UnifabriX on how tech can tear down AI memory wall

Lego bricks
Lego bricks

UnifabriX claims its CXL-connected external MAX memory device can deliver substantial AI processing performance improvements.

The company’s MAX memory technology was described in an earlier article. UnifabriX CEO Ronen Hyatt cites an “AI and Memory Wall” research paper by Amir Gholami et al to illustrate how he sees the process. The researchers say: “The availability of unprecedented unsupervised training data, along with neural scaling laws, has resulted in an unprecedented surge in model size and compute requirements for serving/training LLMs. However, the main performance bottleneck is increasingly shifting to memory bandwidth. Over the past 20 years, peak server hardware FLOPS has been scaling at 3.0x/two years, outpacing the growth of DRAM and interconnect bandwidth, which have only scaled at 1.6 and 1.4 times every two years, respectively. This disparity has made memory, rather than compute, the primary bottleneck in AI applications, particularly in serving.”

A chart in the paper shows the effects of this:

The scaling of the bandwidth of different generations of interconnections and memory, as well as the peak FLOPS. As can be seen, the bandwidth is increasing very slowly. We are normalizing hardware peak FLOPS with the R10000 system, as it was used to measure the cost of training LeNet-5

The memory wall is the gap between memory bandwidth and peak hardware FLOPS.

## Study material
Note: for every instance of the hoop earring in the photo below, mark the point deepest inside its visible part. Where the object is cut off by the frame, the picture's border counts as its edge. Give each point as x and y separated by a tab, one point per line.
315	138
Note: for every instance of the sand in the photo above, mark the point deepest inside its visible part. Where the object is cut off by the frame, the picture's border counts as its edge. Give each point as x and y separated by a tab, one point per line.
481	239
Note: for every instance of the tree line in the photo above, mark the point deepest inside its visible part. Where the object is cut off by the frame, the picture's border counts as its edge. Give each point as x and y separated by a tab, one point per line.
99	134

---

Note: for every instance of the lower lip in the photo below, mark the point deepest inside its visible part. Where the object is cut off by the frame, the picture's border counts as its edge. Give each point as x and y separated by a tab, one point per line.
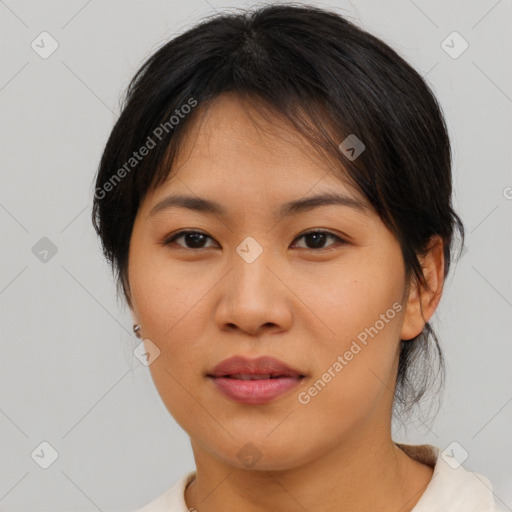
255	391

## Work request 1
Reproduce the passage of the UnifabriX memory wall article between "A chart in the" and "peak hardware FLOPS.", inclusive.
## Work request 2
Write the next part of the UnifabriX memory wall article, picking up after its final sentence.

## Answer section 1
A chart in the paper shows the effects of this:

The scaling of the bandwidth of different generations of interconnections and memory, as well as the peak FLOPS. As can be seen, the bandwidth is increasing very slowly. We are normalizing hardware peak FLOPS with the R10000 system, as it was used to measure the cost of training LeNet-5

The memory wall is the gap between memory bandwidth and peak hardware FLOPS.

## Answer section 2
The paper’s authors conclude: “To put these numbers into perspective, peak hardware FLOPS has increased by 60,000x over the past 20 years, while DRAM/interconnect bandwidth has only scaled by a factor of 100x/30x over the same time period, respectively. With these trends, memory – in particular, intra/inter-chip memory transfer – will soon become the main limiting factor in serving large AI models. As such, we need to rethink the training, deployment, and design of AI models as well as how we design AI hardware to deal with this increasingly challenging memory wall.”

Hyatt modifies the chart to add a scaling line for the PCIe bus generations plus CXL and NVLink, showing that IO fabric speeds have not increased in line with peak hardware FLOPS either:

There is a performance gap in AI infrastructure between a GPU server’s memory and flash storage, even if InfiniBand is used to connect the NAND drives. By hooking up external memory via CXL (and UALink in the future), the performance gap can be mitigated.

Hyatt says memory fabrics are better than InfiniBand networks, enabling higher performance, and that CXL and UALink are open memory fabric standards comparable to Nvidia’s proprietary NVLink.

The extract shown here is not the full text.